- PROMPT -
List every line of the material below that contains the string "jockey", matching its case exactly.

- GIVEN RECORDS -
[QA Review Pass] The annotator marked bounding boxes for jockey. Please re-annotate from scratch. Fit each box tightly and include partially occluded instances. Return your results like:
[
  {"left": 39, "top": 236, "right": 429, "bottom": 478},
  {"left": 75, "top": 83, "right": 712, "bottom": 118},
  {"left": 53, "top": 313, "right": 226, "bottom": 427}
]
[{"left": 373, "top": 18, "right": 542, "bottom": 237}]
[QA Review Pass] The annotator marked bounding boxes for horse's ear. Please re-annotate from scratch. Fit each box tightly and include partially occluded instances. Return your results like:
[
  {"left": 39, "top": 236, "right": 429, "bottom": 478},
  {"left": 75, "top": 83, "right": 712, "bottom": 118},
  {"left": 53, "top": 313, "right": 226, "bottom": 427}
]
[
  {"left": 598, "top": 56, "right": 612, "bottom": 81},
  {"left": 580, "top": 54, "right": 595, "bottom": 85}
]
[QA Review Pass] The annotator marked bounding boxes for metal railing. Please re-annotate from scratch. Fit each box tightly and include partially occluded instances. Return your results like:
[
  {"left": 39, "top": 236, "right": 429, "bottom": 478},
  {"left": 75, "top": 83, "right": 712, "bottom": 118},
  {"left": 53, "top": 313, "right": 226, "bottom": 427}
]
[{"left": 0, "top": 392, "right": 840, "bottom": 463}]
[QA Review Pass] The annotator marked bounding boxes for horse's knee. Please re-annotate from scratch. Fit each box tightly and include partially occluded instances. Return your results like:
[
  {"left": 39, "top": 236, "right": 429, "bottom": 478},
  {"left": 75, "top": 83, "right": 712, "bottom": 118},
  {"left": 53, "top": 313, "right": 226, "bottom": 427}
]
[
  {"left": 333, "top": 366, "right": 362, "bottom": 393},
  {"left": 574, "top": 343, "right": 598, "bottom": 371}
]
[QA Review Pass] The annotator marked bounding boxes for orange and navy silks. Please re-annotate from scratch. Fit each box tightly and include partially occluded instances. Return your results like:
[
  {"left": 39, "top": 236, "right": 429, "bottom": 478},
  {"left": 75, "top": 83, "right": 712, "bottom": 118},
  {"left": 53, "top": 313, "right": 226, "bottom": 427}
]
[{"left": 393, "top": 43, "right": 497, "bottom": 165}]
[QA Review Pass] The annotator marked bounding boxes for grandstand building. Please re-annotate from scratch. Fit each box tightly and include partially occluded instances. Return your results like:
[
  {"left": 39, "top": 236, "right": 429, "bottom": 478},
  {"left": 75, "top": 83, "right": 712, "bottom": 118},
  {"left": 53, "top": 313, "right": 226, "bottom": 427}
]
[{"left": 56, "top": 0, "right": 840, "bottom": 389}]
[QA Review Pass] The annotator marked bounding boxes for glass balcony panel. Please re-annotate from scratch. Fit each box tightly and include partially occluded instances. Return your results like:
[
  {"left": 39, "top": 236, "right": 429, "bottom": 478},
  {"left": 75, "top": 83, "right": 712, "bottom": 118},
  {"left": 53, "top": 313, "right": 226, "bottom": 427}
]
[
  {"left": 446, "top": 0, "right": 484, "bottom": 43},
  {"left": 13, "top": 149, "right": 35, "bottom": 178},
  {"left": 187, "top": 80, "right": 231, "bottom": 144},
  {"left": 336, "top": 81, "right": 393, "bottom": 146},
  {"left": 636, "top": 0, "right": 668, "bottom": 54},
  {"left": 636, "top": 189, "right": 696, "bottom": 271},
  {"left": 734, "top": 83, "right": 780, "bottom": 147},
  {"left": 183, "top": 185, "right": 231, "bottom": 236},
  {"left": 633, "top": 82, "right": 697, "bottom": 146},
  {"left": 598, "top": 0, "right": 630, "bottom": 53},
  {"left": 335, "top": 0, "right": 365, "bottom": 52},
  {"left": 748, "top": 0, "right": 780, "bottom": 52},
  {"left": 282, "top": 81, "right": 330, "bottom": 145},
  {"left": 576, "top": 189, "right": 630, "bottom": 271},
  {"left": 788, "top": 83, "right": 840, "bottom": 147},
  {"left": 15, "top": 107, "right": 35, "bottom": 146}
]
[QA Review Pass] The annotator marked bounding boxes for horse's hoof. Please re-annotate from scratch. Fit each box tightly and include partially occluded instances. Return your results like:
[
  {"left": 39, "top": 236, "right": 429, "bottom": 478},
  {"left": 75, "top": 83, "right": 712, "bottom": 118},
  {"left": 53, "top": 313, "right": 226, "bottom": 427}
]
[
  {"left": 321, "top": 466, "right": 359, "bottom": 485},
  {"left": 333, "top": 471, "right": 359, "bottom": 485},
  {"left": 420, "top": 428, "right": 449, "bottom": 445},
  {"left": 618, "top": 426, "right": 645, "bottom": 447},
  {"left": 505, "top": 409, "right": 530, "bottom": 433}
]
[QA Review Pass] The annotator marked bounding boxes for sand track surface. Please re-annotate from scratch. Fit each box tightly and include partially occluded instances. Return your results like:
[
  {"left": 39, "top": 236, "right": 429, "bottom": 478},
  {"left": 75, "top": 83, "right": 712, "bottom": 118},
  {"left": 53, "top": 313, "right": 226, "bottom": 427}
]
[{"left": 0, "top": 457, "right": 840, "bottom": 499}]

- EXERCISE RESULT -
[QA Review Pass] The annotator marked bounding boxes for jockey. Please re-annotate from scratch. Fit each box tightly and include partially occluded instances. Return your results like:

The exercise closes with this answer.